WORK TO COMPLETE
A – Answer these questions about the review of Cheerful Money:
(i) Which book does the review say traffics heavily in nostalgia?
(ii) Which handbook does Friend quote in a couple of places?
(iii) In which publication was a section of the book excerpted?
B – Please output, word for word, the part of the review of Cheerful Money that opens with the words containing "But this is" and closes with "a terrific job.".

EXTRACT TO READ

BEGIN

Cheerful Money was always going to be a book I’d read the moment it hit the shelves, and I found it very enjoyable. It is in some ways easier to take than George Colt’s The Big House which traffics heavily in nostalgia. For Tad Friend, his WASP heritage resides more in people and habits than in one house — this is more truly a memoir, with incisive portraits of numerous ancestors and their emotional patterns. Friend is entertaining and perceptive. For instance, very early on he locates the tribe: “They lived in a floating Ruritania loosely bounded by L.L. Bean to the north, the shingle style to the east, Robert Falcon Scott’s doomed polar expedition to the south, and the limits of Horace Greeley’s optimism to the west.” He takes on, along the way, the standard cultural markers like food and drink, clubs, nicknames (Tad, for instance), and money. “Old money, having received its money, treats it with custodial anxiety; new money, having earned it, believes it should be used.” Yep.
But this is not a rehash of The Official Preppy Handbook (which, I proudly note, he quotes in a couple of places), because Friend is after deeper illumination, and the narrative mirroring the story of his family is the tale of how he shed his carapace. Some of this is dull (the section excerpted in The Paris Review, for instance, seemed like a tame replay of Jay McInerney) and some of it made me squirm. Details about his analysis? Isn’t a little bit unseemly? I was also floored by the calm, earnest, post-therapeutic tone of his heart-felt adult conversations with both of his parents. So I guess that shrink has done a terrific job.

END

SOURCE INFORMATION

BEGIN

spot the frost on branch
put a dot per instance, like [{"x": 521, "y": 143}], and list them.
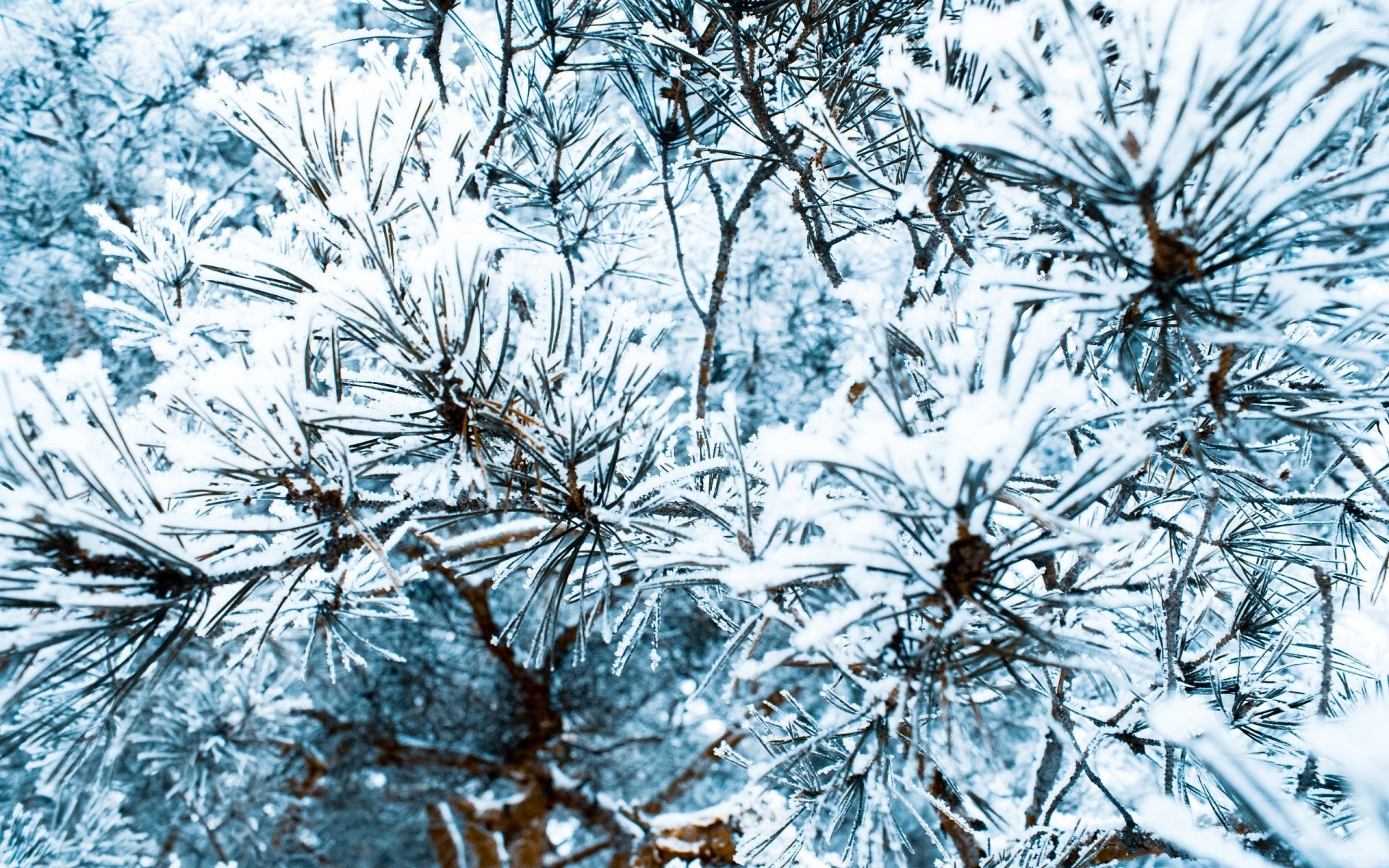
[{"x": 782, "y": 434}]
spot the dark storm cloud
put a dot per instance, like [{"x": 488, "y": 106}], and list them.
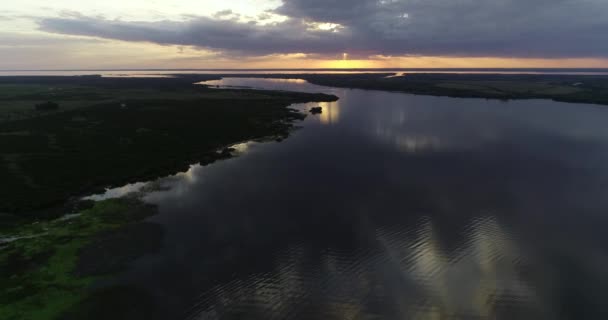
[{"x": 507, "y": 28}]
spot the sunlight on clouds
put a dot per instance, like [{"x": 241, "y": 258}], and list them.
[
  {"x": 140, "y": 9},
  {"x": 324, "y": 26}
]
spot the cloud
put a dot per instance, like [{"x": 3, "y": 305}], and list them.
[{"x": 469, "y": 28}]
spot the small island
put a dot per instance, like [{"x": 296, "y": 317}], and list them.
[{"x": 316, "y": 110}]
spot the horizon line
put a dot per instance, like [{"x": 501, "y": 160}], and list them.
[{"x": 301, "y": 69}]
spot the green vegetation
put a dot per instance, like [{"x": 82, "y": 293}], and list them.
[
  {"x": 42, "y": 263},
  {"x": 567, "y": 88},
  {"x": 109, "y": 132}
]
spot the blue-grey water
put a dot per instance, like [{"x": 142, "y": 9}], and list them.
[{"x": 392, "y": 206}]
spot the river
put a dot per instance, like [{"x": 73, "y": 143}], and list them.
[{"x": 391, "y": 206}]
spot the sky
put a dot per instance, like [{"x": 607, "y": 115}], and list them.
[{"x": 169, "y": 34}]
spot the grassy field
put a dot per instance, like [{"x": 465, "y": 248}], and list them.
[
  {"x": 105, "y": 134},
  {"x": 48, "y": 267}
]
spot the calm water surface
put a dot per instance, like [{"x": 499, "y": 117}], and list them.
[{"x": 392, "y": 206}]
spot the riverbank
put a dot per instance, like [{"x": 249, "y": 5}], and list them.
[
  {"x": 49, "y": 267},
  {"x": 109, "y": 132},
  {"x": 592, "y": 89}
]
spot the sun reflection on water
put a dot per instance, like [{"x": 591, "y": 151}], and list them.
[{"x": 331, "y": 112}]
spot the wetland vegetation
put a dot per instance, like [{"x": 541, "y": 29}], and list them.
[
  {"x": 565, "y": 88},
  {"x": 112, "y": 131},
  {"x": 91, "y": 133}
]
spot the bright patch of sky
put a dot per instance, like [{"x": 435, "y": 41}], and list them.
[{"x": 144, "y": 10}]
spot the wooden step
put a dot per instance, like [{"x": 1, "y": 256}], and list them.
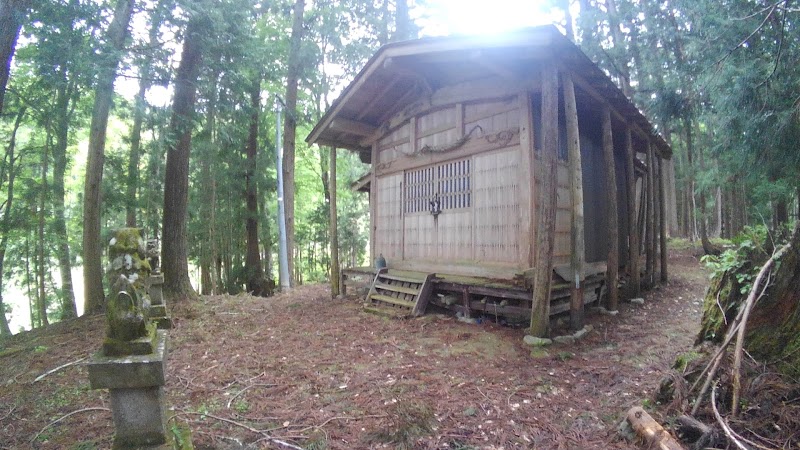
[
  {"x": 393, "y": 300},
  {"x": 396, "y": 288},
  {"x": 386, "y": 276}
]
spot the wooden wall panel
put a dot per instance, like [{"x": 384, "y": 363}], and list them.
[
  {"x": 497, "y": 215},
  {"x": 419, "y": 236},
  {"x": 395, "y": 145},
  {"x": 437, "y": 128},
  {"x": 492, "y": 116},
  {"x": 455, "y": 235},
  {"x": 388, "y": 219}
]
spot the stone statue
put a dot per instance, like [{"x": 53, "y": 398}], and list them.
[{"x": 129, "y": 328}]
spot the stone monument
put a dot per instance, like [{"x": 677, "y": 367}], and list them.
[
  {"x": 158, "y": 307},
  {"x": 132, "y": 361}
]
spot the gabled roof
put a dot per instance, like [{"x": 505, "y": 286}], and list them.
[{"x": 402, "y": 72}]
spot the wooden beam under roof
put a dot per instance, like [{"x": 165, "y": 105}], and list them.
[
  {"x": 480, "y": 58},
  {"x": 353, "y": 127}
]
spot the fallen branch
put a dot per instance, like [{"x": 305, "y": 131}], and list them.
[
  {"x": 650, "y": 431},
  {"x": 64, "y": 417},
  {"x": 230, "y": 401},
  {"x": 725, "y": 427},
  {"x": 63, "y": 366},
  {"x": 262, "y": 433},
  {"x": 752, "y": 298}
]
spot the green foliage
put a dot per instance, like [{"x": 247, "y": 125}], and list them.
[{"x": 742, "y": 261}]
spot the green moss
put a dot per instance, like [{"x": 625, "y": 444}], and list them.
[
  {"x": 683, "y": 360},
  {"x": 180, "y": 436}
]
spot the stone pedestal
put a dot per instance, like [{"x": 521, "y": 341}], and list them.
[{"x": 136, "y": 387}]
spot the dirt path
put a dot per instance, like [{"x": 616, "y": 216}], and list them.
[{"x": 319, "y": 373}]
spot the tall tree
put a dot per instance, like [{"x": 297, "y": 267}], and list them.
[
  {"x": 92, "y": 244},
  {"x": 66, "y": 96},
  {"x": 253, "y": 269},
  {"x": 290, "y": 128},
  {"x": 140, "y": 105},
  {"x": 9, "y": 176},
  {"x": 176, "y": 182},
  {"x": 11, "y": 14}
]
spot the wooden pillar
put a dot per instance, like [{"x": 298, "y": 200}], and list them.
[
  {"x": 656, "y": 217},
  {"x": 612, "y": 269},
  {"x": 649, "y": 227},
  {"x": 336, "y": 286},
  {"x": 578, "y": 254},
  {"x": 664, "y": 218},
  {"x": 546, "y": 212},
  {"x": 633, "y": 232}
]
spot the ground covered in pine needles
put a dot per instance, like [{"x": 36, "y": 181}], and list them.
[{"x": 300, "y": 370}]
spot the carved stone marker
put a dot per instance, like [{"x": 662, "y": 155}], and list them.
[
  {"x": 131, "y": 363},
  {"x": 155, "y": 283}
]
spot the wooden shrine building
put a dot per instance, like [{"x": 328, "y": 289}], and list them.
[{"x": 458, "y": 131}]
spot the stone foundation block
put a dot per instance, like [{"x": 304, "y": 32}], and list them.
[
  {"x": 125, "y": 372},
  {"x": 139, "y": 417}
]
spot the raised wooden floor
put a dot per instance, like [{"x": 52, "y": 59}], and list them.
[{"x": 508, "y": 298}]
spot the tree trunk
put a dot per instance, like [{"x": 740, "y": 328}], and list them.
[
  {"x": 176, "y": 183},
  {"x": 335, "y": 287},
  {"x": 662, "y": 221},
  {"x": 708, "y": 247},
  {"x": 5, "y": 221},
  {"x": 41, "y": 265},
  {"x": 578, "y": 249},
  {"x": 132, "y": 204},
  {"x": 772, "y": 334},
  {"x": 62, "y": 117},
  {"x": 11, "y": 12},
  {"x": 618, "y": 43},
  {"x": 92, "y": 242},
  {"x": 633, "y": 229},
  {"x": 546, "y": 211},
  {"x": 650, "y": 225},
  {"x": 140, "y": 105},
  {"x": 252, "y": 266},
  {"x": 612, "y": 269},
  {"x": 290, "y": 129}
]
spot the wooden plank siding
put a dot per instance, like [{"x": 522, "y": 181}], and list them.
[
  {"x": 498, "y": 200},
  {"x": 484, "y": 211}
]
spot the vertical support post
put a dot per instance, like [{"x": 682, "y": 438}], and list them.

END

YOUR RESPONSES
A –
(i) George Colt's The Big House
(ii) The Official Preppy Handbook
(iii) The Paris Review

B –
But this is not a rehash of The Official Preppy Handbook (which, I proudly note, he quotes in a couple of places), because Friend is after deeper illumination, and the narrative mirroring the story of his family is the tale of how he shed his carapace. Some of this is dull (the section excerpted in The Paris Review, for instance, seemed like a tame replay of Jay McInerney) and some of it made me squirm. Details about his analysis? Isn’t a little bit unseemly? I was also floored by the calm, earnest, post-therapeutic tone of his heart-felt adult conversations with both of his parents. So I guess that shrink has done a terrific job.